Working data:
++++++++

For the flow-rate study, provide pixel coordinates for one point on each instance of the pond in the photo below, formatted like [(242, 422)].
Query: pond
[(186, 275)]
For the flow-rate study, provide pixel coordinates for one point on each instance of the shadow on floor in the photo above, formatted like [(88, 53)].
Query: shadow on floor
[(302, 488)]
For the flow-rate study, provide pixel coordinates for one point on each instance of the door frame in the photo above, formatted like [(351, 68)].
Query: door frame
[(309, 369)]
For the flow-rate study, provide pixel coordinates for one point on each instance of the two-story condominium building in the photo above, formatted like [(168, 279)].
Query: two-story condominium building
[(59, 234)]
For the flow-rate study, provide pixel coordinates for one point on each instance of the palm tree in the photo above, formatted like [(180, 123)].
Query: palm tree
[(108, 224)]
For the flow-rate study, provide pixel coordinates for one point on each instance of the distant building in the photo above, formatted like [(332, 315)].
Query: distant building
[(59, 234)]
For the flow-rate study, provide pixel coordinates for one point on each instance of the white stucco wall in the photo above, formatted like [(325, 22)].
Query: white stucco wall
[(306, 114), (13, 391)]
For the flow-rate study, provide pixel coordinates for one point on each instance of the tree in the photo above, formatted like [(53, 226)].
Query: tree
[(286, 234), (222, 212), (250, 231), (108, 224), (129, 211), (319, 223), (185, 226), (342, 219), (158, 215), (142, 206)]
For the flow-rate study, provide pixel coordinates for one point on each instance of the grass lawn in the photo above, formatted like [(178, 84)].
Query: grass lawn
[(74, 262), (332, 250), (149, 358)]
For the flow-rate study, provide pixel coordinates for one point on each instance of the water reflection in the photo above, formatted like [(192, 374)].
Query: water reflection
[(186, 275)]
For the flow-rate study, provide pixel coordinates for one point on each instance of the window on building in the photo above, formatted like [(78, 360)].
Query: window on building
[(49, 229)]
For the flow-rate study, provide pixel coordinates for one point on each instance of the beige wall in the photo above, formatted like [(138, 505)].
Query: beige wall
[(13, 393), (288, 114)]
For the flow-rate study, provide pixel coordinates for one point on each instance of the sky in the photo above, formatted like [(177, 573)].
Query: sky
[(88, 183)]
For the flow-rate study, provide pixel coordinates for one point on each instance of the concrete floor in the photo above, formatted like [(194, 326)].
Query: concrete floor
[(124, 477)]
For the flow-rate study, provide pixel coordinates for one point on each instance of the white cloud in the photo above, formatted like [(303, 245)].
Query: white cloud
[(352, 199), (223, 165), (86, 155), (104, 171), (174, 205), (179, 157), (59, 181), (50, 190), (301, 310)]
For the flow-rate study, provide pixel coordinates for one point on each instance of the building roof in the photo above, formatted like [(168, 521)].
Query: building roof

++++++++

What the exercise asks: Rewrite all of the records above, replacing every "pixel coordinates" with "image coordinates" and leaving the rest unchanged.

Task solution:
For the flow-rate study, provide image coordinates for one point on each instance of the pond in the photo below, formatted like [(242, 422)].
Query: pond
[(186, 275)]
For the flow-rate study, provide image coordinates for one point on each instance of the shadow on floor in the photo above, formatted like [(88, 53)].
Query: shadow on floor
[(302, 488)]
For the flow-rate study, provide image coordinates for one point on each instance of the door frame in the photo above, formatted like [(351, 68)].
Query: door frame
[(309, 369)]
For the flow-rate study, provide image coordinates for one point on each instance of the two-story condominium building in the photo above, formatted like [(168, 279)].
Query: two-story condominium building
[(59, 234)]
For the flow-rate study, provide image coordinates for one point on each instance of the palm tree in the photo above, formatted like [(180, 123)].
Query: palm tree
[(108, 224)]
For the flow-rate study, provide image coordinates for one point on each instance of the distant building in the photo above, formatted like [(332, 315)].
Query: distant building
[(59, 234)]
For the flow-rate study, provide image coordinates for one point on each instance of the white stucco wall in the photo above, formatted like [(325, 22)].
Query: white stucco wall
[(306, 114), (13, 391)]
For the flow-rate study, provide image coordinates for one point on each instance of the tree in the photo above, formatted like [(53, 226)].
Query: tree
[(286, 234), (222, 212), (250, 231), (108, 224), (129, 211), (319, 223), (185, 226), (342, 219), (158, 215), (142, 206)]
For the flow-rate study, provide image coordinates for one point on each instance of the grass lawn in the photo above, formatted like [(178, 84)].
Query: grass lawn
[(74, 262), (332, 250), (149, 358)]
For the flow-rate study, provide image coordinates for one point on each instance of the water reflection in the photo above, formatted like [(192, 374)].
Query: water reflection
[(186, 275)]
For the flow-rate study, provide image coordinates for one point on each instance of the window on building in the photo above, formatted like [(78, 360)].
Query: window on building
[(49, 229)]
For the flow-rate study, provide image coordinates for one point on each instance of the beige wall in the photo above, formatted like [(138, 505)].
Query: beige wall
[(13, 393), (288, 114)]
For the flow-rate study, provide image coordinates for one point on each instance of the sky in the photo above, formatted like [(177, 573)].
Query: sky
[(88, 183)]
For the flow-rate study, provide image coordinates for one point on each instance of the concrete floor in the photo above, formatted like [(194, 326)].
Query: concrete floor
[(124, 477)]
For the flow-rate study, provide image coordinates for one point on each instance of the white cloud in the photo above, formatted like [(303, 245)].
Query: white cloud
[(352, 199), (223, 165), (86, 155), (104, 171), (174, 205), (179, 157), (59, 181), (50, 190), (301, 310)]
For the flow-rate study, provide image coordinates for one point on each instance of the building roof in the photo above, formatted like [(168, 521)].
Query: building roof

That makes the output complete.